Rewrite the records below with every "biggest circle" changed to "largest circle" and everything else left as it is. Omit the pictures from your output.

━━━━━ SOURCE MATERIAL

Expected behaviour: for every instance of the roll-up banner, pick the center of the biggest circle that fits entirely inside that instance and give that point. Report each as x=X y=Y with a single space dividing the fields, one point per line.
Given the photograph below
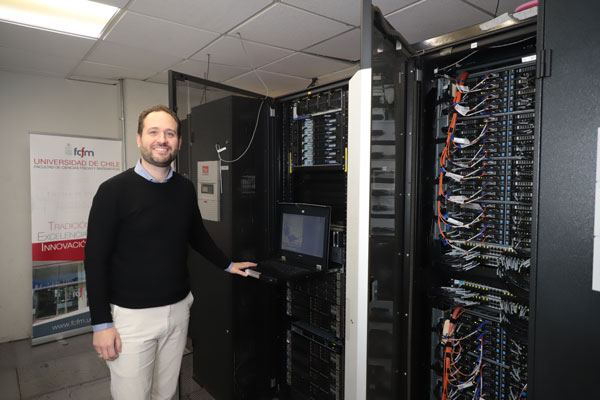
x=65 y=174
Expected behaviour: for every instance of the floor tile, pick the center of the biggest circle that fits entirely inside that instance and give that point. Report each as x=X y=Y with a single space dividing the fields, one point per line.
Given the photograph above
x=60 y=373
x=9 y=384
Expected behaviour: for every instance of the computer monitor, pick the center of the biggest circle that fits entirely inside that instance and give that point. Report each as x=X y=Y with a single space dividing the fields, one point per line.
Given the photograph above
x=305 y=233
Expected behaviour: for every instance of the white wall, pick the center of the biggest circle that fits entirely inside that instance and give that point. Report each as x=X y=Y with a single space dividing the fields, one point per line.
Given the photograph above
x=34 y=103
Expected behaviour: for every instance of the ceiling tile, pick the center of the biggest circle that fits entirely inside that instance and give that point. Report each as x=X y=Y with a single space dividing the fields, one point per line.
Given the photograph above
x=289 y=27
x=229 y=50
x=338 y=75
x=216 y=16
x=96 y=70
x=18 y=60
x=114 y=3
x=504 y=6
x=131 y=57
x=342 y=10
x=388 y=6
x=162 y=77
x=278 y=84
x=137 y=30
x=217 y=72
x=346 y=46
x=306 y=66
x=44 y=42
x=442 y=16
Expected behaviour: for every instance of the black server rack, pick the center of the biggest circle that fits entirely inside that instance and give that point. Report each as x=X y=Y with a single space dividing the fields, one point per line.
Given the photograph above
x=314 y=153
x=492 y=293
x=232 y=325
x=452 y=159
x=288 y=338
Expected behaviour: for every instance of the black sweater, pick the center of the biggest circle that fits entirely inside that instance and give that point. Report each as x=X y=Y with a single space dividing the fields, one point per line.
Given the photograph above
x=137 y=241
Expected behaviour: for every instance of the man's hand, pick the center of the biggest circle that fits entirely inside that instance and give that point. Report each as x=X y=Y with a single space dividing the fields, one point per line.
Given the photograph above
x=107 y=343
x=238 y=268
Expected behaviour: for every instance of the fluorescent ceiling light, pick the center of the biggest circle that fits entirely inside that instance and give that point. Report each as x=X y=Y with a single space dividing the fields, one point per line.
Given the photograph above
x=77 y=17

━━━━━━━━━━

#### WRITTEN ANSWER:
Expected behaviour: for every instance of the roll-up banner, pick the center of the largest circle that fits entirely inside that instance and give that point. Report each as x=X y=Y with a single space dividing the fields, one point per line.
Given the photograph below
x=65 y=174
Expected behaviour: for every instance of the floor tile, pick the center of the largest circle that fits entirely inside that instance and give that point. Report each as x=X y=Y with a single space dividing the fields, one point per line.
Given the photograph above
x=60 y=373
x=9 y=384
Expected behaviour: for every instance of the computer monitor, pick the center of the largest circle that fits entirely inside that instance and give that point. Report each as x=X y=Y with a single space dividing the fields, one point per line.
Given the photograph above
x=305 y=233
Expected behaviour: for every instance of the white wall, pick the center of the largest circle that fits entirely inside that instance and give that point. Report each as x=X y=Y with a single space dividing the fields, one point per line.
Given the photograph above
x=34 y=103
Expected behaviour: for every instance of the ceiling tile, pick the center of the largest circle that fits entirely inside that instance and give that point. Report each as x=X y=Y with a single space dividing the fields, one point per line.
Given the photograph above
x=289 y=27
x=229 y=50
x=338 y=75
x=216 y=16
x=96 y=70
x=18 y=60
x=114 y=3
x=504 y=6
x=131 y=57
x=342 y=10
x=388 y=6
x=162 y=77
x=278 y=84
x=137 y=30
x=217 y=72
x=346 y=46
x=306 y=66
x=44 y=42
x=442 y=16
Expected behaviour: for every instance of the black server rack, pick the center of the largest circle that fits entirely inside that instance and give that point. Report each as x=X y=Y with a single space dividing the fields, one point per line.
Given the photograph above
x=314 y=153
x=492 y=293
x=232 y=325
x=452 y=159
x=288 y=338
Expected behaviour: for every instance of the black sweater, pick the center of the largest circle that fits entirely inside that instance and give that point. Report each as x=X y=Y with a single space dividing the fields, one point per line.
Given the photograph above
x=137 y=241
Expected behaviour: for every instance of the man's hand, pick the center of the largest circle that fits entirely inside that instance and give that point. Report each as x=X y=Y with a single space dividing the fields, one point per line.
Given the photograph above
x=107 y=343
x=238 y=268
Expected behaviour: for every instance of the fluorescent ceiling light, pick the center of the largest circle that fits entirely inside that instance and give that point. Report each as x=X y=Y with a single space dividing the fields, one point per line.
Given the photograph above
x=77 y=17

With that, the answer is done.